Start of Records supplied
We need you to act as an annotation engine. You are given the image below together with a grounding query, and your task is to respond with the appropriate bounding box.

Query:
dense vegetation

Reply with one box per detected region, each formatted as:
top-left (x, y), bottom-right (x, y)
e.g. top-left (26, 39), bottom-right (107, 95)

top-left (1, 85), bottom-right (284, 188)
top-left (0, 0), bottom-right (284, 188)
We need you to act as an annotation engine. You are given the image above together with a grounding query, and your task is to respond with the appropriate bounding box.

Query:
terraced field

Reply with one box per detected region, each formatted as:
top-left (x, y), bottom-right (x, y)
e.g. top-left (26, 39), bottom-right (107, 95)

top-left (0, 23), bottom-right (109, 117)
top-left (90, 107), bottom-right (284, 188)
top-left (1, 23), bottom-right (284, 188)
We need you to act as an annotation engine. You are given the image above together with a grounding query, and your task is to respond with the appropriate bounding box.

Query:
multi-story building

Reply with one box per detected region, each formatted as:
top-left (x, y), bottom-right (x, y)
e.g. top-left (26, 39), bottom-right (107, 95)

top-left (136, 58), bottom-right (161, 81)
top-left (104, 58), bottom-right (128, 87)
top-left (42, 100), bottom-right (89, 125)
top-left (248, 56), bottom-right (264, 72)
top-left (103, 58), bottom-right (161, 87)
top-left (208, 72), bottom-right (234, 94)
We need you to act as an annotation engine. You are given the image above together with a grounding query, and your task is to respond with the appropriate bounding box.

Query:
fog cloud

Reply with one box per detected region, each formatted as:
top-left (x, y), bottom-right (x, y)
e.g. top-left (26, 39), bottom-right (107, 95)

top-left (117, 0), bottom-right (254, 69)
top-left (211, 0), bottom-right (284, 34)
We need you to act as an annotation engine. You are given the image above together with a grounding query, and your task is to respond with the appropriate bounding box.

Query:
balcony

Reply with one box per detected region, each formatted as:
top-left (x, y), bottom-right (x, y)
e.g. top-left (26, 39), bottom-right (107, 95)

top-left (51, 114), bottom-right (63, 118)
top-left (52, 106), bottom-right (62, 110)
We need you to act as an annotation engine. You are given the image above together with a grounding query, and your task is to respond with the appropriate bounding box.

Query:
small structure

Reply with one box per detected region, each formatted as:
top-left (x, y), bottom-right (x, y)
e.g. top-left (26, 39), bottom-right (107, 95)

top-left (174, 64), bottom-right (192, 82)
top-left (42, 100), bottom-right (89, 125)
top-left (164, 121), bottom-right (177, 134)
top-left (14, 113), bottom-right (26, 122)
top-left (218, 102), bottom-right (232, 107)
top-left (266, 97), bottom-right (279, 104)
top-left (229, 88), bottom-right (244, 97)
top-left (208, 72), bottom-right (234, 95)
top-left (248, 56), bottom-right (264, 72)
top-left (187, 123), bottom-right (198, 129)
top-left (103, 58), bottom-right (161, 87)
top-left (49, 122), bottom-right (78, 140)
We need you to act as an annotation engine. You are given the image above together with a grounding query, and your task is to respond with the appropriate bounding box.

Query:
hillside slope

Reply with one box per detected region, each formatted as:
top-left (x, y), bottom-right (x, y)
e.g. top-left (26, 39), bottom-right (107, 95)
End of Records supplied
## Exercise objective
The response has to contain every record shown above, unaltered and complete.

## Task answer
We need you to act as an annotation engine. You are given the image below together with a grounding query, and your task is to respond with the appropriate bounding box.

Query:
dense vegetation

Reply with one box per detected region, each formatted as:
top-left (x, y), bottom-right (x, y)
e.g. top-left (26, 39), bottom-right (107, 95)

top-left (1, 85), bottom-right (284, 188)
top-left (0, 0), bottom-right (284, 188)
We need you to act as an annotation engine. You are given the image above together with a grounding query, and your task is to respond with the appropriate bounding box.

Query:
terraced field

Reply with one box per detected region, each formatted as:
top-left (x, y), bottom-right (x, y)
e.g. top-left (26, 39), bottom-right (107, 95)

top-left (0, 23), bottom-right (109, 117)
top-left (90, 107), bottom-right (284, 188)
top-left (1, 23), bottom-right (284, 188)
We need you to act as an annotation engine. You are given the image above together with a grounding query, and your task is to respond with the appropriate bounding box.

Query:
multi-story building

Reply with one box per detected region, each formatted as:
top-left (x, y), bottom-right (x, y)
e.g. top-left (26, 39), bottom-right (107, 95)

top-left (136, 58), bottom-right (161, 81)
top-left (104, 58), bottom-right (128, 87)
top-left (42, 100), bottom-right (89, 125)
top-left (248, 56), bottom-right (264, 72)
top-left (103, 58), bottom-right (161, 87)
top-left (208, 72), bottom-right (234, 94)
We need you to act as an annotation engine. You are given the image above together with a grounding query, and your task is to respond with the appropriate bounding box.

Query:
fog cloud

Reply with one box per detected region, each formatted as:
top-left (x, y), bottom-right (x, y)
e.g. top-left (26, 39), bottom-right (107, 95)

top-left (117, 0), bottom-right (254, 69)
top-left (211, 0), bottom-right (284, 34)
We need you to act as an annotation engine. You are given the image above together with a grounding query, and your task is to respond with the appropriate bounding box.

Query:
balcony

Reply with one box per detected region, each formatted as:
top-left (x, y), bottom-right (x, y)
e.g. top-left (26, 39), bottom-right (107, 95)

top-left (51, 114), bottom-right (63, 118)
top-left (52, 106), bottom-right (62, 110)
We need you to act as an annotation engine. You are given the image above together with a grounding query, and your task is to respond with the appropriate bounding box.

Query:
small structure

Reply with one box per detected region, each formatted as:
top-left (x, y), bottom-right (x, y)
e.g. top-left (26, 39), bottom-right (107, 95)

top-left (174, 64), bottom-right (192, 82)
top-left (42, 100), bottom-right (89, 125)
top-left (164, 121), bottom-right (177, 134)
top-left (14, 113), bottom-right (26, 122)
top-left (218, 102), bottom-right (232, 107)
top-left (266, 97), bottom-right (279, 104)
top-left (229, 88), bottom-right (244, 97)
top-left (208, 72), bottom-right (234, 95)
top-left (248, 56), bottom-right (264, 72)
top-left (187, 123), bottom-right (198, 129)
top-left (103, 58), bottom-right (161, 87)
top-left (49, 122), bottom-right (78, 140)
We need you to act as an annotation engine. You are given the image above together with a grounding query, and your task is to respond with the appropriate bounding box.

Query:
hillside slope

Reply with one box per detected region, each formatted as:
top-left (x, y), bottom-right (x, y)
e.g. top-left (26, 39), bottom-right (107, 95)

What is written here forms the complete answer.